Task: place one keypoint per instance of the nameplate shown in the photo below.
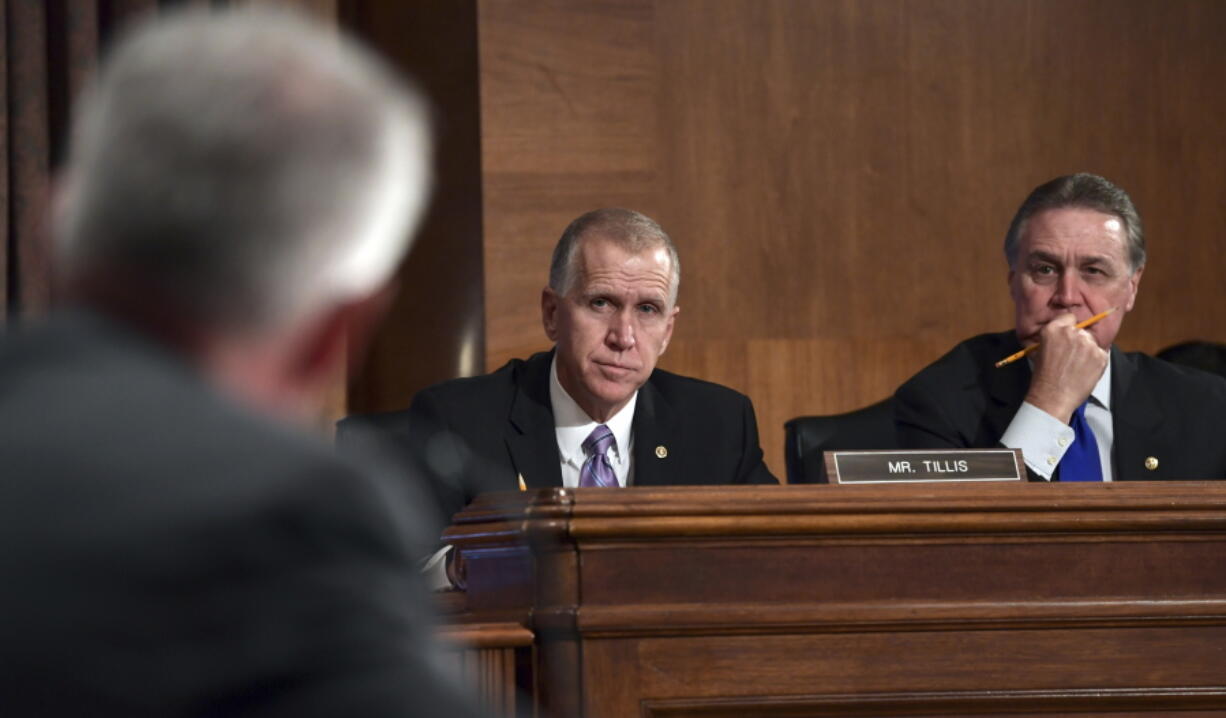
(911, 467)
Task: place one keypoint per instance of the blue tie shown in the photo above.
(1080, 462)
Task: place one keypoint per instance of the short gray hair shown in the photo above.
(1085, 191)
(632, 230)
(248, 163)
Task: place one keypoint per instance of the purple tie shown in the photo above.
(597, 471)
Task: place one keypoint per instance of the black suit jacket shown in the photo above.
(1159, 409)
(166, 553)
(481, 434)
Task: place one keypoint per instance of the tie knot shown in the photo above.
(598, 441)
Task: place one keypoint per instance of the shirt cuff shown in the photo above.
(1042, 439)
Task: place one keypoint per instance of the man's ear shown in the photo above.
(1134, 283)
(668, 328)
(337, 338)
(549, 302)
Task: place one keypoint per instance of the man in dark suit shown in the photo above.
(1079, 408)
(238, 191)
(595, 411)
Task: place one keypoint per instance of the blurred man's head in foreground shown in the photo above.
(242, 184)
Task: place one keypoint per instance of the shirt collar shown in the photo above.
(1101, 392)
(573, 424)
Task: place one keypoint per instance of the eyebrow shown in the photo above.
(1054, 260)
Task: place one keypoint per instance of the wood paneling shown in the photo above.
(839, 174)
(974, 599)
(434, 330)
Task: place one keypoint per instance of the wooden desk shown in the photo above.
(857, 600)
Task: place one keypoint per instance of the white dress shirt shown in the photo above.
(1043, 439)
(573, 425)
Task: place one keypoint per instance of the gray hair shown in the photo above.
(249, 164)
(632, 230)
(1086, 191)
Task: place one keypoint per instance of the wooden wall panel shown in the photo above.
(839, 174)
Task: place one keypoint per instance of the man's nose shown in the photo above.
(620, 335)
(1068, 290)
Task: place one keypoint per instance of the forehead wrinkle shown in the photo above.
(625, 279)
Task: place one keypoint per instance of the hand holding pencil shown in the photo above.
(1032, 348)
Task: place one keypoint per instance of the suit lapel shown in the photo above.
(654, 427)
(1134, 417)
(1007, 389)
(531, 438)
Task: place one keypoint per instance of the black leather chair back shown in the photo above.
(808, 436)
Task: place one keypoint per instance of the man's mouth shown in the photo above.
(614, 368)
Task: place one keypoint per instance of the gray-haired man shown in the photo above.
(239, 188)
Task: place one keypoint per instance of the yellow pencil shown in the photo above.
(1080, 325)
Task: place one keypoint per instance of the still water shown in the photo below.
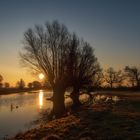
(18, 111)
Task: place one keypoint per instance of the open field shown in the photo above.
(103, 119)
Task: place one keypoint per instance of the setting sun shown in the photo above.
(41, 76)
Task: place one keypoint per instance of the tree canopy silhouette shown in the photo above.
(113, 78)
(61, 57)
(133, 75)
(83, 66)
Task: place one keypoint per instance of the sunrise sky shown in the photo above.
(112, 27)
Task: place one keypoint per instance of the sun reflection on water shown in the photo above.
(41, 94)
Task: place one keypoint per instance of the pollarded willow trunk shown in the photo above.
(58, 101)
(75, 97)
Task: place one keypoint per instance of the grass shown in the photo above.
(99, 121)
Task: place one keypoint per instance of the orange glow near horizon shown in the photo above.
(41, 99)
(41, 76)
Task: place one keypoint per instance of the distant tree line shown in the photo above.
(69, 62)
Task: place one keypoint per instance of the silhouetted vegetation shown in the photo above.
(133, 76)
(113, 78)
(49, 50)
(21, 84)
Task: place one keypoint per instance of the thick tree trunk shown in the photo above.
(75, 97)
(58, 101)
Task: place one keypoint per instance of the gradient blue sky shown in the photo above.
(112, 27)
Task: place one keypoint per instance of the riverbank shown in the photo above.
(101, 120)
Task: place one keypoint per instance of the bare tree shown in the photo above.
(83, 66)
(133, 75)
(113, 78)
(46, 51)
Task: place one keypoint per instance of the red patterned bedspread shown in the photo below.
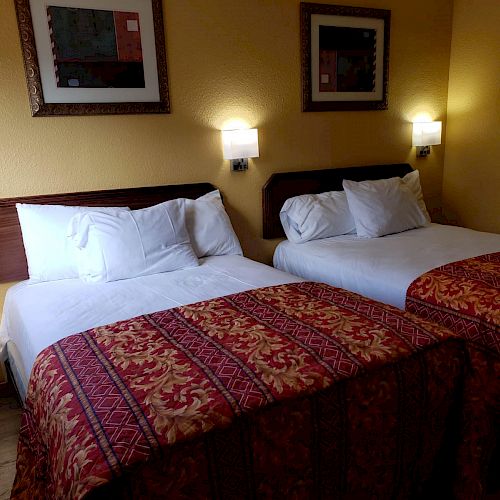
(465, 297)
(294, 391)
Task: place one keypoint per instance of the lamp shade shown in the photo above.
(240, 144)
(426, 133)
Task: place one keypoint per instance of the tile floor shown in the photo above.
(10, 417)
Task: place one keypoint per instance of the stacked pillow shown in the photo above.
(100, 244)
(368, 209)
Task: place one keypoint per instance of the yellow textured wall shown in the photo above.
(229, 60)
(471, 187)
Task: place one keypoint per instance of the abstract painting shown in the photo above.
(104, 60)
(345, 53)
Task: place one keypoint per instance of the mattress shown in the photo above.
(382, 268)
(38, 314)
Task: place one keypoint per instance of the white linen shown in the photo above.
(209, 227)
(36, 315)
(381, 207)
(314, 216)
(412, 181)
(382, 268)
(49, 254)
(132, 243)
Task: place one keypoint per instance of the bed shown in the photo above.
(227, 380)
(441, 272)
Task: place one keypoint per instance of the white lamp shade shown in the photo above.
(240, 144)
(426, 133)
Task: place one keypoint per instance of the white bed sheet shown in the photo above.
(36, 315)
(382, 268)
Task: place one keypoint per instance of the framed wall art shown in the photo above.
(344, 56)
(94, 56)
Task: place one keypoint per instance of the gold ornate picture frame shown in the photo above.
(344, 57)
(93, 57)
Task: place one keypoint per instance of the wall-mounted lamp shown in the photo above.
(425, 135)
(239, 145)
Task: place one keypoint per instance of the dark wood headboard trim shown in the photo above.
(284, 185)
(13, 266)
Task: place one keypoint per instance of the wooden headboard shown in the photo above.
(284, 185)
(13, 266)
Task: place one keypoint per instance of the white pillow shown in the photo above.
(136, 243)
(209, 227)
(44, 228)
(412, 180)
(382, 207)
(315, 216)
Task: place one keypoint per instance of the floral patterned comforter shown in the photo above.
(293, 391)
(465, 297)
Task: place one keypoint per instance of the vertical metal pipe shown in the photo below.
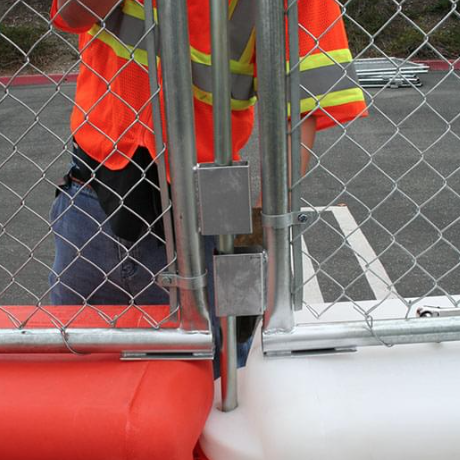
(295, 150)
(221, 97)
(180, 122)
(151, 48)
(271, 65)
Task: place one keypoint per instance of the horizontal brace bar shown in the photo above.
(104, 341)
(428, 311)
(287, 220)
(139, 356)
(172, 280)
(348, 335)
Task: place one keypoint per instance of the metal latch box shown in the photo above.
(225, 199)
(240, 282)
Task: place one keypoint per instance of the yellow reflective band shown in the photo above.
(236, 67)
(120, 49)
(231, 8)
(330, 100)
(132, 8)
(313, 61)
(206, 97)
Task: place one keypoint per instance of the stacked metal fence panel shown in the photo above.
(379, 204)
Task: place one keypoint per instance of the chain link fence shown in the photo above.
(102, 278)
(380, 200)
(381, 195)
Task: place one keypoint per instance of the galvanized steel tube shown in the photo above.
(221, 99)
(271, 76)
(345, 335)
(295, 150)
(151, 48)
(95, 340)
(177, 83)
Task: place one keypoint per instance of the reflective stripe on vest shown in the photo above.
(124, 32)
(326, 78)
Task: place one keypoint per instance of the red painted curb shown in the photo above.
(28, 80)
(439, 64)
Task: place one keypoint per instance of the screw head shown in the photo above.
(302, 218)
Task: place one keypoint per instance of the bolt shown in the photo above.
(302, 218)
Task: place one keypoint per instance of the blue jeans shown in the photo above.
(93, 265)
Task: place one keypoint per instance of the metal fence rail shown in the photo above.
(370, 233)
(379, 203)
(28, 173)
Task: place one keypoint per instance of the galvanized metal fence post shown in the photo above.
(176, 67)
(221, 97)
(271, 64)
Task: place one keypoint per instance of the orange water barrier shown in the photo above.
(96, 407)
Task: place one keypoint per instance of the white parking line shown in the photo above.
(373, 269)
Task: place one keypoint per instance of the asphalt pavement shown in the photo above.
(395, 174)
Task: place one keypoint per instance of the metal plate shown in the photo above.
(225, 199)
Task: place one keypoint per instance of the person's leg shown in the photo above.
(91, 264)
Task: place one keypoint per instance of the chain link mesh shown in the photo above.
(36, 150)
(383, 193)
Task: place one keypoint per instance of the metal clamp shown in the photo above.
(287, 220)
(173, 280)
(433, 312)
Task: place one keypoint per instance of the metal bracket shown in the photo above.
(287, 220)
(433, 312)
(173, 280)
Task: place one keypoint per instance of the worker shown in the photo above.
(107, 220)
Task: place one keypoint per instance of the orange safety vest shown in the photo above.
(112, 115)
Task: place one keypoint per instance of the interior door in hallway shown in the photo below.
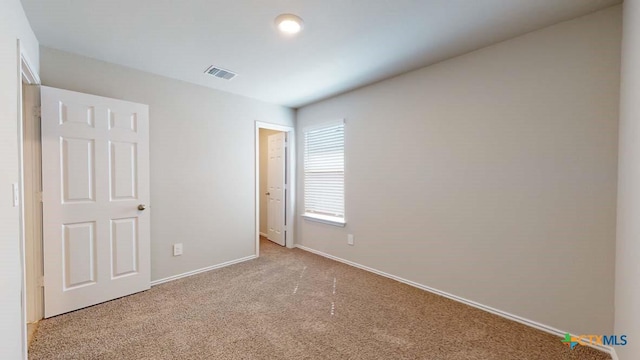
(276, 188)
(95, 172)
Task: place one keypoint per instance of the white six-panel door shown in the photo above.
(95, 172)
(276, 188)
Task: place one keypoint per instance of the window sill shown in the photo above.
(329, 220)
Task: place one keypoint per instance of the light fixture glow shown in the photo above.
(289, 24)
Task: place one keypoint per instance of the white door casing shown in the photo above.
(95, 171)
(276, 188)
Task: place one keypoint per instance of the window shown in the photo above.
(324, 174)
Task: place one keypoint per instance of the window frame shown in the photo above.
(322, 218)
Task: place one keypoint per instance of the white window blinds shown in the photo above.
(324, 171)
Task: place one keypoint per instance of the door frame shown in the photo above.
(28, 168)
(290, 165)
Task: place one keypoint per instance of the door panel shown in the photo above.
(276, 187)
(124, 244)
(79, 253)
(78, 178)
(123, 171)
(95, 163)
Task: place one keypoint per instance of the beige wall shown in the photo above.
(264, 166)
(13, 26)
(490, 176)
(628, 241)
(202, 149)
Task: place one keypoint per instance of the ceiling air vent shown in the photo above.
(221, 73)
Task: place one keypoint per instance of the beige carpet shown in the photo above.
(290, 304)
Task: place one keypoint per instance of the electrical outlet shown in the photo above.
(177, 249)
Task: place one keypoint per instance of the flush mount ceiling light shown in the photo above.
(289, 24)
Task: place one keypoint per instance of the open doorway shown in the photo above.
(30, 199)
(274, 184)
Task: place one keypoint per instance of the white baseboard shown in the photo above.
(548, 329)
(199, 271)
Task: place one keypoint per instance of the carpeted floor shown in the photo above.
(290, 304)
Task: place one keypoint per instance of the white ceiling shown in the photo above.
(345, 44)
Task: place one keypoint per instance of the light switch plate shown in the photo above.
(16, 195)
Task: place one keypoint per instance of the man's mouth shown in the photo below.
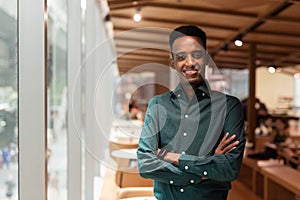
(191, 72)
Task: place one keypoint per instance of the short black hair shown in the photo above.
(187, 30)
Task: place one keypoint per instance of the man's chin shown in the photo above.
(194, 82)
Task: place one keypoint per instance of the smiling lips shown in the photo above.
(190, 72)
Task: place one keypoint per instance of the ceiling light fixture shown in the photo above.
(137, 16)
(272, 69)
(238, 42)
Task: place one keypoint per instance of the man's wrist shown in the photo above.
(162, 153)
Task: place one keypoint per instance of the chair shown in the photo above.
(121, 163)
(131, 184)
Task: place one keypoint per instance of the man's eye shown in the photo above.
(180, 57)
(197, 54)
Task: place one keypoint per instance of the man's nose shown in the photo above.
(190, 61)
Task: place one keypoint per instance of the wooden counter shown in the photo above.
(281, 182)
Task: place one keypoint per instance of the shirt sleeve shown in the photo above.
(149, 165)
(221, 167)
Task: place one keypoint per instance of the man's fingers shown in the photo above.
(230, 147)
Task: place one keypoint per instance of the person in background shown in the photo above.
(192, 141)
(280, 132)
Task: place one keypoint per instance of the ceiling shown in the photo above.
(270, 27)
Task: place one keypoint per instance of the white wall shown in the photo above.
(269, 87)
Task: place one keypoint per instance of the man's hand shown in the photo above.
(222, 148)
(225, 145)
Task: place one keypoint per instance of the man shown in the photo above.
(192, 141)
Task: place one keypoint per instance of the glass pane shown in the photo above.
(8, 100)
(57, 99)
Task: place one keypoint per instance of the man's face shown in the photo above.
(188, 58)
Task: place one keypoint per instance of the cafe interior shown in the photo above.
(79, 118)
(255, 48)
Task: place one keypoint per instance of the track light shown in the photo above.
(238, 42)
(272, 69)
(137, 16)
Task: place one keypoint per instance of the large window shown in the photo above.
(57, 99)
(8, 100)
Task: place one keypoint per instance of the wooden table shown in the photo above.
(125, 157)
(281, 182)
(251, 175)
(125, 154)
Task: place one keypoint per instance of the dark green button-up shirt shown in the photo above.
(193, 129)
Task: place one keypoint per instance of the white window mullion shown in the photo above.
(74, 100)
(32, 101)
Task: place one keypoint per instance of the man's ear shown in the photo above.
(171, 61)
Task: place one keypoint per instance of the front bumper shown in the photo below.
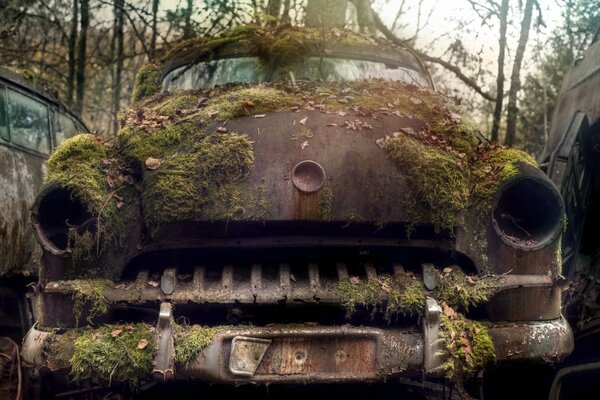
(327, 353)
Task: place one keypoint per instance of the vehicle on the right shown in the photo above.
(571, 159)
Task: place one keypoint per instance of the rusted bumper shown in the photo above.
(335, 353)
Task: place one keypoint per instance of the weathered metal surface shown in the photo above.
(313, 354)
(20, 178)
(246, 354)
(431, 330)
(164, 361)
(549, 341)
(275, 284)
(345, 353)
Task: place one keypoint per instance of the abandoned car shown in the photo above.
(32, 123)
(571, 160)
(295, 206)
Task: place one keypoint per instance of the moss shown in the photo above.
(81, 246)
(404, 294)
(114, 353)
(198, 184)
(85, 166)
(141, 144)
(147, 82)
(468, 346)
(88, 297)
(464, 291)
(191, 341)
(232, 103)
(436, 185)
(75, 165)
(326, 204)
(492, 166)
(303, 133)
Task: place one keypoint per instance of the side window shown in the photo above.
(3, 115)
(28, 122)
(66, 128)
______________________________
◆ Written request
Repeat word for word each line from the one with "Task: place one keypoint per instance of the weathered" to the end of the records above, inclusive.

◆ Result of this exercise
Task: place one keypoint per instance of the weathered metal surface shown in the photo above.
(313, 354)
(20, 178)
(246, 354)
(431, 330)
(164, 361)
(549, 341)
(275, 284)
(345, 353)
Task: place one keypoint per instance of the abandoned car shown in the photo above.
(32, 123)
(571, 160)
(295, 206)
Task: place one keypoint per instance of the moss shown in the photo above.
(81, 246)
(404, 294)
(114, 353)
(198, 184)
(85, 166)
(141, 144)
(147, 82)
(468, 346)
(88, 297)
(464, 291)
(191, 341)
(232, 103)
(436, 185)
(75, 165)
(326, 204)
(492, 166)
(303, 133)
Task: place one keypoint per instance of the side window shown in the photo above.
(3, 115)
(28, 122)
(66, 128)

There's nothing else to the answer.